**Work instruction:** Write the records out again in full, word for word.

Collected data
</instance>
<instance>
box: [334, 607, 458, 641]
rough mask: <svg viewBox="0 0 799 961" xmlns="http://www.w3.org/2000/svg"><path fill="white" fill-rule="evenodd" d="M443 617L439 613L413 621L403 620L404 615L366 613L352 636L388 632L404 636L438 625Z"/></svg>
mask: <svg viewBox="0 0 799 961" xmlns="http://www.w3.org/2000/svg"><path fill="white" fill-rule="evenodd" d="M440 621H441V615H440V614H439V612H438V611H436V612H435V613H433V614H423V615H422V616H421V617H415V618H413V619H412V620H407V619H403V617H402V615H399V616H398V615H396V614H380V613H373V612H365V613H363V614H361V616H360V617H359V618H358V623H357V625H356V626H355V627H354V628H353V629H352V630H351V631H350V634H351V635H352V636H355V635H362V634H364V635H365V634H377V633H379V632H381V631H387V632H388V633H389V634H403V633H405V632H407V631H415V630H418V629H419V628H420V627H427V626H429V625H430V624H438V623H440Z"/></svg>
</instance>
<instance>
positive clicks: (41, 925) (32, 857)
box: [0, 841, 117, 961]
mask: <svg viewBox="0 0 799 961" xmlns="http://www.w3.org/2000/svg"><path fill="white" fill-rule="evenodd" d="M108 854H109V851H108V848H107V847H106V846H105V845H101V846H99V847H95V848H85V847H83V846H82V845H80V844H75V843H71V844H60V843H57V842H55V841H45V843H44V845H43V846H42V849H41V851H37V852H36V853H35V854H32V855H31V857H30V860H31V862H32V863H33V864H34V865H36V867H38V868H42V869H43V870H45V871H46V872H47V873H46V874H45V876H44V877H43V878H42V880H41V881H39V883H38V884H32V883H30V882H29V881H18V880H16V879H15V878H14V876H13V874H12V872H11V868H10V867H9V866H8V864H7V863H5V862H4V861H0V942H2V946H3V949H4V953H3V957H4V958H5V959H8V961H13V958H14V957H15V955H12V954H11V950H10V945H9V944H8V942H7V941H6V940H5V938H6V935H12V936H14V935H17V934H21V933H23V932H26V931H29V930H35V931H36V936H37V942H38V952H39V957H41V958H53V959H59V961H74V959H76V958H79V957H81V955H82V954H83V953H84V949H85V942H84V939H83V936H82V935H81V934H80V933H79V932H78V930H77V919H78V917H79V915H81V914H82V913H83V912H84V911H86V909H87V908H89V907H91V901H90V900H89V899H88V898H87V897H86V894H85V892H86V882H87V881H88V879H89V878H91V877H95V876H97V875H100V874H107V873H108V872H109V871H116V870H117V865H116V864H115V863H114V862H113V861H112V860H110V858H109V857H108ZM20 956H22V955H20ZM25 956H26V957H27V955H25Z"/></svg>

**Answer box:**
</instance>
<instance>
box: [334, 607, 458, 641]
rough mask: <svg viewBox="0 0 799 961" xmlns="http://www.w3.org/2000/svg"><path fill="white" fill-rule="evenodd" d="M443 617L439 613L413 621L403 620L404 615L366 613L352 636L388 632L404 636L438 625Z"/></svg>
mask: <svg viewBox="0 0 799 961" xmlns="http://www.w3.org/2000/svg"><path fill="white" fill-rule="evenodd" d="M440 621H441V615H440V614H439V612H438V611H436V612H435V613H433V614H423V615H422V616H421V617H415V618H413V619H412V620H407V619H403V617H402V615H399V616H398V615H396V614H380V613H373V612H365V613H363V614H361V616H360V617H359V618H358V623H357V625H356V626H355V627H354V628H353V629H352V630H351V631H350V634H351V635H352V636H355V635H362V634H364V635H365V634H377V633H379V632H381V631H387V632H388V633H389V634H403V633H405V632H407V631H415V630H418V629H419V628H420V627H427V626H429V625H430V624H438V623H440Z"/></svg>
</instance>
<instance>
positive clicks: (41, 925) (32, 857)
box: [0, 841, 117, 961]
mask: <svg viewBox="0 0 799 961" xmlns="http://www.w3.org/2000/svg"><path fill="white" fill-rule="evenodd" d="M108 854H109V851H108V848H107V847H106V846H105V845H101V846H99V847H95V848H85V847H83V846H82V845H80V844H75V843H71V844H60V843H57V842H55V841H45V843H44V845H43V846H42V849H41V851H37V852H36V853H35V854H32V855H31V857H30V860H31V862H32V863H33V864H34V865H36V867H38V868H42V869H43V870H45V871H46V872H47V873H46V874H45V876H44V877H43V878H42V880H41V881H39V883H38V884H32V883H30V882H29V881H18V880H16V879H15V878H14V876H13V874H12V872H11V868H10V867H9V866H8V864H7V863H5V862H4V861H0V942H2V946H3V949H4V953H3V957H4V958H5V959H8V961H13V958H14V957H15V955H12V954H11V950H10V945H9V944H8V942H7V941H6V940H5V938H6V935H12V936H14V935H17V934H21V933H23V932H26V931H29V930H35V931H36V936H37V942H38V952H39V957H41V958H53V959H59V961H74V959H76V958H79V957H81V955H82V954H83V953H84V949H85V942H84V939H83V936H82V935H81V934H80V933H79V932H78V930H77V919H78V917H79V915H81V914H82V913H83V912H84V911H86V909H87V908H89V907H91V901H90V900H89V899H88V898H87V897H86V894H85V892H86V882H87V881H88V879H89V878H91V877H95V876H97V875H100V874H107V873H108V872H109V871H116V870H117V865H116V864H115V863H114V862H113V861H112V860H110V858H109V857H108ZM20 956H22V955H20ZM25 956H26V957H27V955H25Z"/></svg>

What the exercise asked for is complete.